## WHAT YOU SHOULD DO:
Gather every line in the records below that contains the word "window", and copy each one out.

[Point labels for objects]
- - - - - - -
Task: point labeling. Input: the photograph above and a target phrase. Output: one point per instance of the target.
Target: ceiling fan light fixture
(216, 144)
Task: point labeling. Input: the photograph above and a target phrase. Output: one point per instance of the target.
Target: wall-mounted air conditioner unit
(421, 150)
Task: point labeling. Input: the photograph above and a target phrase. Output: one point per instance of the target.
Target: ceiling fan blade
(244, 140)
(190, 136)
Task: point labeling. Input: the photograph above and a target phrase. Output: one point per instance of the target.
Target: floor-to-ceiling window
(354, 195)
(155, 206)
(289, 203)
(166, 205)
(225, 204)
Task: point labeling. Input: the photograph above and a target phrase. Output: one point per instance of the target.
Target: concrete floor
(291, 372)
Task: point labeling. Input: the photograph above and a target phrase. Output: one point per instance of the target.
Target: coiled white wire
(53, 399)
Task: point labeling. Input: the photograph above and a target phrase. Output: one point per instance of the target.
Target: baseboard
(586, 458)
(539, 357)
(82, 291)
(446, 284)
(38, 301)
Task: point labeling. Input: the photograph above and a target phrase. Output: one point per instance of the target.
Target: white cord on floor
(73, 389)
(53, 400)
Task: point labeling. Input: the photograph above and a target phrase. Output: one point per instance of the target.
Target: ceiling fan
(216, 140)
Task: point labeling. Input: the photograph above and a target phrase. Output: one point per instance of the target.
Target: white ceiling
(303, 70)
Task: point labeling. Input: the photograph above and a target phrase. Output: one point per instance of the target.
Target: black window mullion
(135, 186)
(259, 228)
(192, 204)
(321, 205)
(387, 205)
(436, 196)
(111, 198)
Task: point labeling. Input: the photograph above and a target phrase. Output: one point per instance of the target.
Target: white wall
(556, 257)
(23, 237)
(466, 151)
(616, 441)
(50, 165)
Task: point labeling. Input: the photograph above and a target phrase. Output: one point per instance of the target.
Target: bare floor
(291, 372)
- - - - - - -
## REPLY:
Target: floor-to-ceiling window
Target: black window mullion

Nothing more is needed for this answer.